Give the listing as a Markdown table with the columns "No." and "Text", numbering each row. Include only the lines from the one containing "the palm tree." through the end of the listing, both included, and leave out blank lines.

— START OF Data extract —

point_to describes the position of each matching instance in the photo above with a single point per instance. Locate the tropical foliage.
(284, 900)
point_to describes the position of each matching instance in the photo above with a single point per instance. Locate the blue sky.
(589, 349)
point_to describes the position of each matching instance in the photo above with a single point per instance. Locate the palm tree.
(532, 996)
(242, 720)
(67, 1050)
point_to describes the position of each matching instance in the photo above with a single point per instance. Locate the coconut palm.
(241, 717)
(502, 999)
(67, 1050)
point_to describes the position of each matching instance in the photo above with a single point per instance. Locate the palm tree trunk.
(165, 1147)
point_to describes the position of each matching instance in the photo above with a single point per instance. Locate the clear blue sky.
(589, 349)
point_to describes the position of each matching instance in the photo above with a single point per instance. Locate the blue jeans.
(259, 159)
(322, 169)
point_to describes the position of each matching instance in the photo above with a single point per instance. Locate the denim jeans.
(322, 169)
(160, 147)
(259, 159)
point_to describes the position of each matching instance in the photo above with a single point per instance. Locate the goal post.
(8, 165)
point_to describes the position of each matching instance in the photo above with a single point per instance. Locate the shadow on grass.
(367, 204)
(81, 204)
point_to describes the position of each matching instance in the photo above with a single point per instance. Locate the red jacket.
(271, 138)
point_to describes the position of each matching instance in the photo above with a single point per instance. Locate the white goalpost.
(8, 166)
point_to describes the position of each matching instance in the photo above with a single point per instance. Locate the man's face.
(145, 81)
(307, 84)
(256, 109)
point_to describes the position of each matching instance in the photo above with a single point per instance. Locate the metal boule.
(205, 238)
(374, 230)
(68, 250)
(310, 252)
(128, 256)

— END OF Data extract —

▸ **Final result**
| No. | Text |
|---|---|
| 1 | point_to describes the position of each matching instance in the photo above with a single point per instance. Locate the palm tree. |
| 2 | (532, 996) |
| 3 | (242, 720) |
| 4 | (67, 1050) |
| 5 | point_to describes the position of each matching instance in the photo above with a single point per instance. Locate the coconut palm. |
| 6 | (241, 717) |
| 7 | (502, 999) |
| 8 | (67, 1050) |
| 9 | point_to describes the position of each matching instance in the photo above with a single point per instance. Locate the palm tree trunk. |
| 10 | (165, 1147) |
| 11 | point_to describes the position of each matching instance in the photo above with a single point per instance. Locate the clear blue sky. |
| 12 | (589, 349) |
| 13 | point_to describes the position of each matching instance in the photo above with a single point per instance. Locate the blue jeans. |
| 14 | (259, 159) |
| 15 | (322, 169) |
| 16 | point_to describes the position of each matching instance in the photo above with a single point per instance. Locate the denim jeans. |
| 17 | (322, 169) |
| 18 | (160, 147) |
| 19 | (259, 159) |
| 20 | point_to describes the position of each matching instance in the photo above with a single point per instance. Locate the goal post. |
| 21 | (8, 165) |
| 22 | point_to describes the position of each matching instance in the photo above with a single point per instance. Locate the shadow on grass. |
| 23 | (367, 204) |
| 24 | (81, 204) |
| 25 | point_to describes the position of each matching instance in the photo above with a single point per instance. Locate the red jacket. |
| 26 | (271, 138) |
| 27 | point_to describes the position of each matching instance in the photo above with a single point per instance. Locate the white goalpost. |
| 28 | (8, 166) |
| 29 | point_to describes the position of each matching instance in the photo above with a single point per instance. Locate the man's face. |
| 30 | (145, 81) |
| 31 | (307, 84) |
| 32 | (256, 109) |
| 33 | point_to describes the position of each matching instance in the photo above with a single point per instance. Locate the metal boule. |
| 34 | (205, 238) |
| 35 | (374, 230) |
| 36 | (68, 250) |
| 37 | (310, 252) |
| 38 | (128, 256) |